**EXTRACTED RECORDS:**
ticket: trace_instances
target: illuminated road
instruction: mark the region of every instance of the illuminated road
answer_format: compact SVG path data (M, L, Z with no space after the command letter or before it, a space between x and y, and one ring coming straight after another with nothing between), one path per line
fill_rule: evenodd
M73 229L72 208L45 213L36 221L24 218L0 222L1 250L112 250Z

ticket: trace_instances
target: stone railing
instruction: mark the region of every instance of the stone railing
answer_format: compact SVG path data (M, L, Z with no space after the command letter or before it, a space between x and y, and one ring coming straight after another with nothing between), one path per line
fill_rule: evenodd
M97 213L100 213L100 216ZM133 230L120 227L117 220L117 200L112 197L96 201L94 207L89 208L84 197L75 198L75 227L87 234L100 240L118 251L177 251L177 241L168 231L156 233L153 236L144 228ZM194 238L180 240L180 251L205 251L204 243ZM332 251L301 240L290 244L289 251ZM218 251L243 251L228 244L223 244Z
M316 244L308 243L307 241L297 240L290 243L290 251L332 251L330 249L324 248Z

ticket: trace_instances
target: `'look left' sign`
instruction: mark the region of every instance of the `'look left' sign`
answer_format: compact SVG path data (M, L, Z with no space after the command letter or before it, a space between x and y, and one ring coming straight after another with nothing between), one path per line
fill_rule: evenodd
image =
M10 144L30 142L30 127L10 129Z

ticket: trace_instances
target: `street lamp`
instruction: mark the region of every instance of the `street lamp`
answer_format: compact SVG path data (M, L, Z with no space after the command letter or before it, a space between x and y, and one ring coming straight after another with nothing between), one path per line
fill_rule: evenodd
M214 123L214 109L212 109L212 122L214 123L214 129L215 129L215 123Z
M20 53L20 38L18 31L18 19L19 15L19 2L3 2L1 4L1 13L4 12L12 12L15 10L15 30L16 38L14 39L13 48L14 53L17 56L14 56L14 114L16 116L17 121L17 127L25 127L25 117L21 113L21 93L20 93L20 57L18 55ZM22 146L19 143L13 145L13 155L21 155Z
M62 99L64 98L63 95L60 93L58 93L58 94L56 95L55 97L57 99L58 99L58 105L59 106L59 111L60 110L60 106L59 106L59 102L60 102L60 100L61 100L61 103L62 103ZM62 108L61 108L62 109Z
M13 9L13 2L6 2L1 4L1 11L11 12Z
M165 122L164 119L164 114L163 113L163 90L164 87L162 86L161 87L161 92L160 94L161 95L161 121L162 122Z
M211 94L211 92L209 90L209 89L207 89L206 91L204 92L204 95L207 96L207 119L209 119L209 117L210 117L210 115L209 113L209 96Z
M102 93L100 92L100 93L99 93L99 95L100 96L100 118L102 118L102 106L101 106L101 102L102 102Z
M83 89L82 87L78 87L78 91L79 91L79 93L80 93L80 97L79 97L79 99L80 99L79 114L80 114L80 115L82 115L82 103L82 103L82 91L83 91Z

**DIRECTIONS:**
Change every "stone railing" in the items above to "stone balustrade" and reproduce all of the items with nothing else altered.

**RESPONSE TO THIS TASK:**
ticket: trace_instances
target: illuminated road
instruction: mark the region of every instance of the illuminated road
answer_format: compact SVG path data (M, L, Z with no space after the command letter or before it, a space between x and y, and one ring coming straight after another with nothing between), one path per line
fill_rule: evenodd
M73 229L72 208L45 213L36 221L24 218L0 222L1 250L112 250Z

ticket: trace_instances
target: stone balustrade
instruction: mark the region of every instance of the stone balustrade
answer_format: compact SVG path data (M, L, Z with no space after the command letter or before it, a space between x and y, and one ring coming straight after another with nothing between), one path per line
fill_rule: evenodd
M97 213L100 213L100 216ZM133 230L120 227L117 220L117 200L112 197L96 201L94 207L89 208L84 197L75 198L75 227L87 234L100 240L118 251L177 251L177 241L168 231L156 233L153 236L144 228ZM194 238L180 240L180 251L205 251L204 243ZM332 251L301 240L290 244L289 251ZM218 251L243 251L228 244L223 244Z
M316 244L308 243L307 241L297 240L290 243L290 251L332 251L330 249L324 248Z

ticket: trace_instances
target: `'look left' sign`
instruction: mark the region of every instance of the `'look left' sign`
answer_format: compact SVG path data (M, L, Z with no space after the command letter or before it, a space between x and y, and one ring coming straight after another with nothing between), one path per line
fill_rule: evenodd
image =
M10 144L30 142L30 127L10 129Z

ticket: trace_instances
target: `street lamp`
instruction: mark the region of every instance of the `street lamp`
answer_format: compact SVG path data (M, L, Z with no space after the command letter or before it, a space between x and y, and one ring coming straight after another with nothing between), one path per line
fill_rule: evenodd
M214 123L214 109L212 109L212 122L214 123L214 129L215 129L215 123Z
M20 53L20 38L18 31L18 19L19 15L19 2L3 2L1 4L1 13L4 12L12 12L15 10L15 30L16 38L14 39L13 48L14 53L17 56L14 56L14 114L16 116L17 121L17 127L25 127L25 117L21 113L21 93L20 93L20 57L18 55ZM22 146L19 143L13 145L13 155L21 155Z
M62 99L64 98L63 95L60 93L58 93L58 94L56 95L55 97L57 99L58 99L58 105L59 106L59 111L60 110L60 106L59 106L59 102L60 102L60 100L61 100L61 103L62 103ZM62 108L61 108L62 109Z
M13 9L13 2L6 2L1 4L1 11L11 12Z
M165 122L164 119L164 114L163 113L163 90L164 87L162 86L161 87L161 92L160 94L161 95L161 121L162 122Z
M211 94L211 92L209 90L209 89L207 89L206 91L204 92L204 95L207 96L207 119L209 119L209 117L210 117L210 115L209 113L209 96Z
M102 93L100 92L100 93L99 93L99 95L100 96L100 118L102 118L102 106L101 106L101 102L102 102Z
M83 89L82 87L78 87L78 91L79 91L79 93L80 93L80 97L79 97L79 99L80 99L79 114L80 114L80 115L82 115L82 103L82 103L82 91L83 91Z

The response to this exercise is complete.